= Material supplied =
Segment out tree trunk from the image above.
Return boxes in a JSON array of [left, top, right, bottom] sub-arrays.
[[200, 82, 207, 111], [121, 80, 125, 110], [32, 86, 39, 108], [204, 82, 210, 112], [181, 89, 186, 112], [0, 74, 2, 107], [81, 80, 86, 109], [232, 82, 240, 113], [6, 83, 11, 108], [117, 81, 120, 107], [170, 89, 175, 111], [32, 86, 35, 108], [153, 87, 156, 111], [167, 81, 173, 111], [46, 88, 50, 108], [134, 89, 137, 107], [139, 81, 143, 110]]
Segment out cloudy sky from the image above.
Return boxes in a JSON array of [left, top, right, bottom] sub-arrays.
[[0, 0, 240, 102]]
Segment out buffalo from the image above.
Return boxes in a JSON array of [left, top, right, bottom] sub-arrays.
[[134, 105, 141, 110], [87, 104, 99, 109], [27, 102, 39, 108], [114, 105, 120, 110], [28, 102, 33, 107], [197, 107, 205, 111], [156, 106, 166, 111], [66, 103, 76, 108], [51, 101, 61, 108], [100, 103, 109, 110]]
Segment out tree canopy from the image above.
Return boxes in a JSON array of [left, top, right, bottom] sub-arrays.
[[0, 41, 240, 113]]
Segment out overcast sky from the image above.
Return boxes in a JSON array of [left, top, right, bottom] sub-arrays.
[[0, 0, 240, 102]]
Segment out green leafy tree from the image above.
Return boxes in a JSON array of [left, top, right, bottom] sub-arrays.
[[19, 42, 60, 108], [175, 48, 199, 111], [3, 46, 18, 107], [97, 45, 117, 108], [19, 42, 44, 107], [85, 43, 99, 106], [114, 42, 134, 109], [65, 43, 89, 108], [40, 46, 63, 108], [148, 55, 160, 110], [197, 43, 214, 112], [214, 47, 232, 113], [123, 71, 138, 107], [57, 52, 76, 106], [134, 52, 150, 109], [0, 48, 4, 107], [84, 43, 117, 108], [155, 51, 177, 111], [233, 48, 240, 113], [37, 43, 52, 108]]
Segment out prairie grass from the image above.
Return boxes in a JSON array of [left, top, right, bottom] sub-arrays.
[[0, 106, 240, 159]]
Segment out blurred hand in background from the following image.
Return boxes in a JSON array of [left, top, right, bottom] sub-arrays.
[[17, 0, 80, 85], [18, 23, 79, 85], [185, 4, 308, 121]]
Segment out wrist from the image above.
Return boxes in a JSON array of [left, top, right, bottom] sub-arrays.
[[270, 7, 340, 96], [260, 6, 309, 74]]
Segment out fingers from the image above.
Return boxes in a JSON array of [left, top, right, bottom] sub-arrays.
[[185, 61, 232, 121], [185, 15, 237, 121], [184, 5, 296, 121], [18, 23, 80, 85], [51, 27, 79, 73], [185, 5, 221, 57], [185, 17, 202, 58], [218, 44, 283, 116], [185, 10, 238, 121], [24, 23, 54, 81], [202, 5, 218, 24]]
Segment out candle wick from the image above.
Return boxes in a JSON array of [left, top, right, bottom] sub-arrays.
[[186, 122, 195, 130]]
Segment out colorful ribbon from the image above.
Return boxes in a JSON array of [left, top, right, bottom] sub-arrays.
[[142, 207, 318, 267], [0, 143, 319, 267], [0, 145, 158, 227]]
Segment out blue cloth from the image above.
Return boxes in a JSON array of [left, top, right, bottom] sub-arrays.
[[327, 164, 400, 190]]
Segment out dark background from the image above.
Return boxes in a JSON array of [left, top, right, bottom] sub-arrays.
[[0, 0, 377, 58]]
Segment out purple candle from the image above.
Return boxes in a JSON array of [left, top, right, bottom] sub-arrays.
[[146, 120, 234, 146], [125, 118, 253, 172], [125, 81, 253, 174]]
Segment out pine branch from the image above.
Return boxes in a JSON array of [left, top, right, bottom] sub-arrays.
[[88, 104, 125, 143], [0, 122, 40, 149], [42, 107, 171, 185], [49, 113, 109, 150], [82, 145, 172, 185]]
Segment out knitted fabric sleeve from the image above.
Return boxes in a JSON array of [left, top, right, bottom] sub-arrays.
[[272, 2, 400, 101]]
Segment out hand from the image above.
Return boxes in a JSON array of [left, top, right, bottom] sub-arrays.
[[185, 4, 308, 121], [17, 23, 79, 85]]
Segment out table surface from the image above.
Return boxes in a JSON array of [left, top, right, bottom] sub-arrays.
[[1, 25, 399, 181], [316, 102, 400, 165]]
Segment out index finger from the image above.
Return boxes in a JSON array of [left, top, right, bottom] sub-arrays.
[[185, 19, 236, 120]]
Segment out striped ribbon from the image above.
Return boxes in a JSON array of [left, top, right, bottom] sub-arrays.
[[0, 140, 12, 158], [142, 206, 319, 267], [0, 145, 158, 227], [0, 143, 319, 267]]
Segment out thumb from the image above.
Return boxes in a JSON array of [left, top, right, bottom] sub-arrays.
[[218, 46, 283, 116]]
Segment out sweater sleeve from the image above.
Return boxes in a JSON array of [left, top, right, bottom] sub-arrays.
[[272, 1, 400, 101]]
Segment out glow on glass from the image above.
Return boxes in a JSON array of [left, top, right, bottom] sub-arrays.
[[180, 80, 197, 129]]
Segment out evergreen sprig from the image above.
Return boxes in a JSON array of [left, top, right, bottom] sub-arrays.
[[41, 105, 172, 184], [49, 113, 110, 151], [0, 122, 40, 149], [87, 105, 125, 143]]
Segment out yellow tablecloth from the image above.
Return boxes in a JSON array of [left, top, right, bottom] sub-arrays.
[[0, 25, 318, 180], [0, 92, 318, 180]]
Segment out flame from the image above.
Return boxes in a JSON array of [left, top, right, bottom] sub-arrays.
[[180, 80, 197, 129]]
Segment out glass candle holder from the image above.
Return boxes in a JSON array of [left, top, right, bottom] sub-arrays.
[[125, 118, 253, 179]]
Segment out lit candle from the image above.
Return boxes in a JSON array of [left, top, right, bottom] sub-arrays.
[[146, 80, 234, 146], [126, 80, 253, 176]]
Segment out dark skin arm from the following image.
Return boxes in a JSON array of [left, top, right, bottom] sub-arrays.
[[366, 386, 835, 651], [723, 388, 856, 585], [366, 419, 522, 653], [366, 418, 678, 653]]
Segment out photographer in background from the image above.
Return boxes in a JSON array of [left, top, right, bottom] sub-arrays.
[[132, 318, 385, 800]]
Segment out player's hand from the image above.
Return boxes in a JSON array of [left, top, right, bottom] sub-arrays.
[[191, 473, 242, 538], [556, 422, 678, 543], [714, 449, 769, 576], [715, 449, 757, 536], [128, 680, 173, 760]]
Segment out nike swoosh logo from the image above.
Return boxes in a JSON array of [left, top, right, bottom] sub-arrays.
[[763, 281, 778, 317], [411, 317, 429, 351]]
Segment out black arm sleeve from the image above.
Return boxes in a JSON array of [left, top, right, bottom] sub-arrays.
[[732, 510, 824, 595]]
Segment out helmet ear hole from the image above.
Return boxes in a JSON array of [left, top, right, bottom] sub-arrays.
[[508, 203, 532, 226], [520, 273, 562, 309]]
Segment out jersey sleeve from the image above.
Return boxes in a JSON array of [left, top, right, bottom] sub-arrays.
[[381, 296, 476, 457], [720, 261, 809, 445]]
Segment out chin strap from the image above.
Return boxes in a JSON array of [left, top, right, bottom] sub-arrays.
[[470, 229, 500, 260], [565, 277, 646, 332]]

= Task statement =
Make a tally of the lines in this data that include the string "sleeve", and answer with that tally alone.

= Solution below =
4